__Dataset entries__
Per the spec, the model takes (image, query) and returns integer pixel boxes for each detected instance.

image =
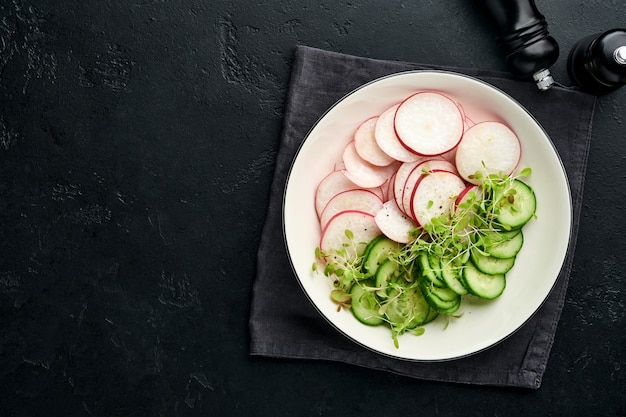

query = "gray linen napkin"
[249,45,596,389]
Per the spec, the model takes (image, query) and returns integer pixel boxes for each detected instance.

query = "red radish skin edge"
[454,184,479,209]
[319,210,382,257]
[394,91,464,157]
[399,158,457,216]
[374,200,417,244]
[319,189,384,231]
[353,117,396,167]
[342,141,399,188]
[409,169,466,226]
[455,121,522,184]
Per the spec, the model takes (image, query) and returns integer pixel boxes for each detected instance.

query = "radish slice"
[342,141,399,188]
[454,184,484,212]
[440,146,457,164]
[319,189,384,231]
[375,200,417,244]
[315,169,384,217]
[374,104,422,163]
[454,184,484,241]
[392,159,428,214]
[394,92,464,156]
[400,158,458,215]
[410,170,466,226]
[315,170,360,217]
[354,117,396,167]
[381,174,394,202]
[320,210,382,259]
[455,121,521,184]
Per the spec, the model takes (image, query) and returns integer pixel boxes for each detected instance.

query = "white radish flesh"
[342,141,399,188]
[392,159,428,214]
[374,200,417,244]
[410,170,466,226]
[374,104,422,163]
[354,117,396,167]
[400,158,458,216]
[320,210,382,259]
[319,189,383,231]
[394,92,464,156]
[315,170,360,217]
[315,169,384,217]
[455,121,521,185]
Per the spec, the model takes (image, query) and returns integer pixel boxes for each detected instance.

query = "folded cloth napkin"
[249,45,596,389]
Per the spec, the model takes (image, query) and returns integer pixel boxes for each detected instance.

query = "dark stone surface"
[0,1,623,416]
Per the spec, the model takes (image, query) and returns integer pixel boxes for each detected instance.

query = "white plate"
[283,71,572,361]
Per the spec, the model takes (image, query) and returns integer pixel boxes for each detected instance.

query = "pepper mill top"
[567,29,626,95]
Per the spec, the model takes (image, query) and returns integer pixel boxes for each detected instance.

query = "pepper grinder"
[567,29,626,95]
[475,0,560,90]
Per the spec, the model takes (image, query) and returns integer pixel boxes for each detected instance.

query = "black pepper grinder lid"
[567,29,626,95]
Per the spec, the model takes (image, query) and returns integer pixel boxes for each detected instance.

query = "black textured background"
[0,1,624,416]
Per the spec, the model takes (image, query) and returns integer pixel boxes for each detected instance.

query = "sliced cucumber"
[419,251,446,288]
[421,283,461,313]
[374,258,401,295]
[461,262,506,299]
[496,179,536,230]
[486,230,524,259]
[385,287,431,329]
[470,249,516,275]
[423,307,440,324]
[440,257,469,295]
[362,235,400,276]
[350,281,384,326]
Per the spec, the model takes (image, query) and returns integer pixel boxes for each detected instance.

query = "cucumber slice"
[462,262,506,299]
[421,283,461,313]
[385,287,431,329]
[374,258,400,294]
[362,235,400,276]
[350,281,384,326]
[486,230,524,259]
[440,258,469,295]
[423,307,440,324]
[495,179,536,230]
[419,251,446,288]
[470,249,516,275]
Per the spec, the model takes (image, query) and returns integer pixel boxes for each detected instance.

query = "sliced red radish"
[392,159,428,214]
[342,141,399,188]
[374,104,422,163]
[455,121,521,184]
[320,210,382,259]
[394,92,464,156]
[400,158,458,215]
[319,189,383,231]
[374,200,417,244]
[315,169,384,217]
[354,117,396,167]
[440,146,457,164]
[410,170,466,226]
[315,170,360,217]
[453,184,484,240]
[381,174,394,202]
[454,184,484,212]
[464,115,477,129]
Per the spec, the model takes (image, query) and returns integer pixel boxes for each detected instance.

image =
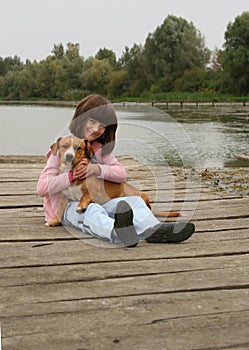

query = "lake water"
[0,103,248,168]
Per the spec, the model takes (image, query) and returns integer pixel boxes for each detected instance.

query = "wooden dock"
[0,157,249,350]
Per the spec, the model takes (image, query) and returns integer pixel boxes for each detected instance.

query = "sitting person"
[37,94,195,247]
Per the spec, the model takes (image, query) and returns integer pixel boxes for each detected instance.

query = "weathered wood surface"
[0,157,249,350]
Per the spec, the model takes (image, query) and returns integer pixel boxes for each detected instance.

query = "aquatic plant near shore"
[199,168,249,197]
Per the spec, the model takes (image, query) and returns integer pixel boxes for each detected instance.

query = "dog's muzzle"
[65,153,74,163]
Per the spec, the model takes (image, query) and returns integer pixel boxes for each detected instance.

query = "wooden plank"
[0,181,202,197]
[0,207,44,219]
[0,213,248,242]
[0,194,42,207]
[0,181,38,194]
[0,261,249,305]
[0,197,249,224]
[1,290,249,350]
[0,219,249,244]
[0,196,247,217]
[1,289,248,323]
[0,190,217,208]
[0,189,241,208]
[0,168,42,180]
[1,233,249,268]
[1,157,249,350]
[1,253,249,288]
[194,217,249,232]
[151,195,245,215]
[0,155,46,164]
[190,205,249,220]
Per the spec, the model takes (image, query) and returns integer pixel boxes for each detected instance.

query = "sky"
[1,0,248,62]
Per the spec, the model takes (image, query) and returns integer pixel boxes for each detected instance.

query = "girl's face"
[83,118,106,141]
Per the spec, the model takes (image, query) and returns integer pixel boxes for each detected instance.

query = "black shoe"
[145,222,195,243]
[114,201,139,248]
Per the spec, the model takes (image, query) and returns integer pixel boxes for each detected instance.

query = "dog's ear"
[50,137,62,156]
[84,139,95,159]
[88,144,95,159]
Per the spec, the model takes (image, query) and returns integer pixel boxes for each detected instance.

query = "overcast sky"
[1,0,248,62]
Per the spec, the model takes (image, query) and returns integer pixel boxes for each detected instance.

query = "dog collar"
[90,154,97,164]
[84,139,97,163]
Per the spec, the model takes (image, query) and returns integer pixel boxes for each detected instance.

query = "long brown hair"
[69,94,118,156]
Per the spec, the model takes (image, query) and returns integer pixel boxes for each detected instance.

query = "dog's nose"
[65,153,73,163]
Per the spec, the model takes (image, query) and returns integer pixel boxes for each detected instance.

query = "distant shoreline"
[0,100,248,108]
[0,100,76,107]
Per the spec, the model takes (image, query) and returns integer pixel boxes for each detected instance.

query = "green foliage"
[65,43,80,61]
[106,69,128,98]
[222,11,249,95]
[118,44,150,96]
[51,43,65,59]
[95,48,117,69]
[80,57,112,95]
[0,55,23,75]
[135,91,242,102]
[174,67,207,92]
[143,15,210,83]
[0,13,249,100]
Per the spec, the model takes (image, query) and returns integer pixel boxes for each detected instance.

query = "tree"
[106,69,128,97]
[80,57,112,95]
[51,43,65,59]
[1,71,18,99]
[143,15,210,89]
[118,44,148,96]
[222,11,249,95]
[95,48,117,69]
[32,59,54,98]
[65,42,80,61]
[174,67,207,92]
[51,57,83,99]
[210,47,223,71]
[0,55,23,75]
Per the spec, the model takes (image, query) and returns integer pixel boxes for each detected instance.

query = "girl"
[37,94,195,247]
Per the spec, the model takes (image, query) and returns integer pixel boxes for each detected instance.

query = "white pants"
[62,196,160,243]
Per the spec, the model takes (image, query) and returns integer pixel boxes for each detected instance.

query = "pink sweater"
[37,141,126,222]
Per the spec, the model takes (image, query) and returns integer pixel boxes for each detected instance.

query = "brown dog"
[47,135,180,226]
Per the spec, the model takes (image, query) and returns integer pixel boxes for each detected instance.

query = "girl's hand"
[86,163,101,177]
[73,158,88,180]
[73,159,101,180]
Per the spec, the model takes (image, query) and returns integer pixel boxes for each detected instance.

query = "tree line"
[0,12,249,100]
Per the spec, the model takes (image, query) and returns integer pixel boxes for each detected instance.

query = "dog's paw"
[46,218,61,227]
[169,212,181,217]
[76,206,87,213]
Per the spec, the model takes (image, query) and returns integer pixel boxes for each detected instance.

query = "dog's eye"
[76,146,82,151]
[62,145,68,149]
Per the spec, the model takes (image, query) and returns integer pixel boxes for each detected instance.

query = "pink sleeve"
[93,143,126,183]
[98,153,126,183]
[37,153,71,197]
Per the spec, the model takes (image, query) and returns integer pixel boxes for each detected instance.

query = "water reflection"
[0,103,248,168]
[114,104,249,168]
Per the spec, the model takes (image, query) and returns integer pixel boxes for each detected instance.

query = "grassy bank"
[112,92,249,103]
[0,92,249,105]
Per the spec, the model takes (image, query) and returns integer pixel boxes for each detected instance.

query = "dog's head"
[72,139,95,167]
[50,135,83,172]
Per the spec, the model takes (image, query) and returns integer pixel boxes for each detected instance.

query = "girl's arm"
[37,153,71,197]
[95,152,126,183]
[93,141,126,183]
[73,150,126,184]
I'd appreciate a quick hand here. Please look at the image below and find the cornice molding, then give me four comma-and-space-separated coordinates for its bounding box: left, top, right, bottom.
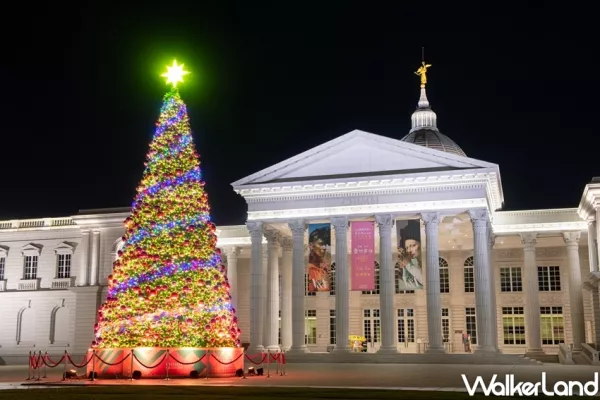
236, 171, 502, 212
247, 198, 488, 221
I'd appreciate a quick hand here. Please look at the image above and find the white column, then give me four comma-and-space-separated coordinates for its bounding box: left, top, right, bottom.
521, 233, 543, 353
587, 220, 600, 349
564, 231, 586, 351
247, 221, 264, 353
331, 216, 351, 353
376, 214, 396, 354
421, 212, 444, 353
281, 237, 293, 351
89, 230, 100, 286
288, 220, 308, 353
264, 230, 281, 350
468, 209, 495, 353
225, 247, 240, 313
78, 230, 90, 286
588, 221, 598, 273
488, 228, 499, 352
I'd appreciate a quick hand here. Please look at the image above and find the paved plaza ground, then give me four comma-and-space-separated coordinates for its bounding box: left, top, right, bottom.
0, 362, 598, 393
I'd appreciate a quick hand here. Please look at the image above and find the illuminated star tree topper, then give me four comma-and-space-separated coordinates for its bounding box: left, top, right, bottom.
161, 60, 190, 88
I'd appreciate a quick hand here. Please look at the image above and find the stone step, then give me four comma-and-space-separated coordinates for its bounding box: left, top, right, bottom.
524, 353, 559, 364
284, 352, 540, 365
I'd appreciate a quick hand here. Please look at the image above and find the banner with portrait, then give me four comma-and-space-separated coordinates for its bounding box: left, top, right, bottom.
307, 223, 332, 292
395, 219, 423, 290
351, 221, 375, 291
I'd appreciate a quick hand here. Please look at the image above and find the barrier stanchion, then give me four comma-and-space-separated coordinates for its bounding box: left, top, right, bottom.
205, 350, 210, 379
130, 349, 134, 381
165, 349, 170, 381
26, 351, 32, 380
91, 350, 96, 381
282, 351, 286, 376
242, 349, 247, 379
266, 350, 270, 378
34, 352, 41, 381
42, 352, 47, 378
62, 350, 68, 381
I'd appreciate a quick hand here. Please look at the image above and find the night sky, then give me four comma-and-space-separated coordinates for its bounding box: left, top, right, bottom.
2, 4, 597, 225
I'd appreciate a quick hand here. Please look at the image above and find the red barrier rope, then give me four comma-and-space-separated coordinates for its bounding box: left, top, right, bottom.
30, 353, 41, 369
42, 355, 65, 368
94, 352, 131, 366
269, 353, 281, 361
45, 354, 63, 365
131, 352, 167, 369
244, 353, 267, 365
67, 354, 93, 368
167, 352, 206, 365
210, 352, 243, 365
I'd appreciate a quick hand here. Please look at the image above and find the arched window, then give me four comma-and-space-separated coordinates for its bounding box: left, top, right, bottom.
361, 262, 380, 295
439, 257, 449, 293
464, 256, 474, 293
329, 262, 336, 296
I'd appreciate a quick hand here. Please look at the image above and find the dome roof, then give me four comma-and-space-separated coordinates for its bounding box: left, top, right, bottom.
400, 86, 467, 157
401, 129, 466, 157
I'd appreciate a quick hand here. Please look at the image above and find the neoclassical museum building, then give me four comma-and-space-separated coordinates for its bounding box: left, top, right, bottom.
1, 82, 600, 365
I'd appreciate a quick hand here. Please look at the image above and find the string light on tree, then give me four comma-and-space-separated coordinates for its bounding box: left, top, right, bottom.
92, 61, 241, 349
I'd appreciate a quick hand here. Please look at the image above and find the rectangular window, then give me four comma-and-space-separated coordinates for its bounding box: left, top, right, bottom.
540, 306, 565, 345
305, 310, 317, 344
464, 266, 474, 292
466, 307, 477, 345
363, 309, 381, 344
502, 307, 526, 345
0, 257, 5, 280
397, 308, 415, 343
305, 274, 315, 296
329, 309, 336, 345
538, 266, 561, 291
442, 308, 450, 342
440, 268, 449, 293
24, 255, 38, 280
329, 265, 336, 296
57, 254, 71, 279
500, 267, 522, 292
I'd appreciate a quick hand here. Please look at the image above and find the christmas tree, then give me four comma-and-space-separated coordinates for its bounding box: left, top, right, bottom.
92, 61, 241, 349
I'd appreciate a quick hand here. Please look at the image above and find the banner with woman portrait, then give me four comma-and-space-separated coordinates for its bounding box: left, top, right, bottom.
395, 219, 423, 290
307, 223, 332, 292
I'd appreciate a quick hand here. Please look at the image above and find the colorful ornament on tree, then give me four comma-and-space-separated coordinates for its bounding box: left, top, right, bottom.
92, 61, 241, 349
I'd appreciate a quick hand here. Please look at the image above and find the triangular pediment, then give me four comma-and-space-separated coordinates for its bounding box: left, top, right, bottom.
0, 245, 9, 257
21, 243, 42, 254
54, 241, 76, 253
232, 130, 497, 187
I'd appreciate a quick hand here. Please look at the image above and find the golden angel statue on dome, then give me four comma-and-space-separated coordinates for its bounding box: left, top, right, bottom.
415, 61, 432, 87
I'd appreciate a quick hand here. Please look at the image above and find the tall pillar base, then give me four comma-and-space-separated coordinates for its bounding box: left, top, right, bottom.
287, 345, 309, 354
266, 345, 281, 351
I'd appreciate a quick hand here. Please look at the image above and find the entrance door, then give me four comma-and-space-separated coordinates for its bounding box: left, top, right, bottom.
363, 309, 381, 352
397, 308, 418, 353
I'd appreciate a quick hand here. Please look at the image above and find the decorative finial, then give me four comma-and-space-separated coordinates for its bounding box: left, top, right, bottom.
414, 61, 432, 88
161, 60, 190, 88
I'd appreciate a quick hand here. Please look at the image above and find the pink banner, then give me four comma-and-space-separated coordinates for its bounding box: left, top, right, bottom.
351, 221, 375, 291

__ASSIGNED TASK__
Give back exactly the lines from the one containing "find the tall" through the last line of the records.

__WRITTEN SOLUTION__
I'd appreciate a quick hand here. Please look at the image above and find the tall pillar base, then give me four comma-and-space-separated coordinates for its bounding box: left, top, right, bottom.
287, 345, 309, 354
266, 345, 281, 351
I'd appreciate a quick hand here. Please look at the image above and find the entrance door, then give me four comma-and-space-separated coordinates for its bounding box: left, top, right, bottom.
363, 309, 381, 352
397, 308, 418, 353
I'd appreciate a quick hand here. Please look at the image above and find the decorative finial, then give me four comma-and-space-separated coordinates for its bounding box: left, top, right, bottom.
414, 61, 432, 88
161, 60, 190, 88
I'd appreciate a quick hand here. Please look at the image above and find the pink banner, then give me four comma-and-space-separated coordinates for its bounding box: left, top, right, bottom.
351, 221, 375, 291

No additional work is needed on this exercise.